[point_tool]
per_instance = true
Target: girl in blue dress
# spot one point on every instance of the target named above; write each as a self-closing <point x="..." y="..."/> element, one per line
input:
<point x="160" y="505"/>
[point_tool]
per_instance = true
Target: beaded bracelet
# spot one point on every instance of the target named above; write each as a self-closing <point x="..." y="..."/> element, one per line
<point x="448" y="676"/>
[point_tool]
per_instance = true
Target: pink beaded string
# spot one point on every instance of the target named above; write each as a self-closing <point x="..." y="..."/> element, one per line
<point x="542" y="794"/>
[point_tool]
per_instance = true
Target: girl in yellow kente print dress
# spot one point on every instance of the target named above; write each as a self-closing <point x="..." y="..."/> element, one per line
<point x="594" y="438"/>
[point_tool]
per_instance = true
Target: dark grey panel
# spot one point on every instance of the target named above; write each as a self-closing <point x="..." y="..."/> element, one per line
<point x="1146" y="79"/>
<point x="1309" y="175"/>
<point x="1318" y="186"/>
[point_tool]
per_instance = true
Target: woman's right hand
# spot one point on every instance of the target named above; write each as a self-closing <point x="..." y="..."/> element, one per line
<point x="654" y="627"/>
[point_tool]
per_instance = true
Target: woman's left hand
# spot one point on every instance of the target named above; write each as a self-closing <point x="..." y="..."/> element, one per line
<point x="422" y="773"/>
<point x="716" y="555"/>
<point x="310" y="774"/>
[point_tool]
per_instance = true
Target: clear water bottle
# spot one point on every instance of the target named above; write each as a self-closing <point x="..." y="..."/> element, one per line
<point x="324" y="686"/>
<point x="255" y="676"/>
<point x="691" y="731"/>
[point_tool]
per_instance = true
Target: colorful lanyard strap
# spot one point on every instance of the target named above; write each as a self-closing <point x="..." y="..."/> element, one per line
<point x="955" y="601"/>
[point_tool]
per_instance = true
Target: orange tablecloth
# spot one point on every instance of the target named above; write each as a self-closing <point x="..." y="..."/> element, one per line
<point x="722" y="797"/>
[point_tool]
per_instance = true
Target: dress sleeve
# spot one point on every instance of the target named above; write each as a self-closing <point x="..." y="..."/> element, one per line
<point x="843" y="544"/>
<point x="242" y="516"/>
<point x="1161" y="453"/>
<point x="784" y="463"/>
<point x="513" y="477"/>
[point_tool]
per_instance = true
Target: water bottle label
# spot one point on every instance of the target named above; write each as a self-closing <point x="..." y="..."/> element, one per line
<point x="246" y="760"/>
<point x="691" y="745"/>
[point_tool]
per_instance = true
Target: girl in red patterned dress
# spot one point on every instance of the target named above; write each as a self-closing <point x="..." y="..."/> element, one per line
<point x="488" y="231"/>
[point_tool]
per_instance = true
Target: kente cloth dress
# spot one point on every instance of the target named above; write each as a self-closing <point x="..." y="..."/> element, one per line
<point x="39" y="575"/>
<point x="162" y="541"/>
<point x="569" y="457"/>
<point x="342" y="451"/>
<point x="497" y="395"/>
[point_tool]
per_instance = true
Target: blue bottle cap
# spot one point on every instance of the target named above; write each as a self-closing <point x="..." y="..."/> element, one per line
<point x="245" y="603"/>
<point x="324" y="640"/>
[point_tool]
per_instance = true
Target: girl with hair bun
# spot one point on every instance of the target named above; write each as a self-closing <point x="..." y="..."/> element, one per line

# # # #

Search the entries for the word "beaded". Copy every line where it occurs.

> WRITTEN RESPONSE:
Target: beaded bracelet
Target: pink beaded string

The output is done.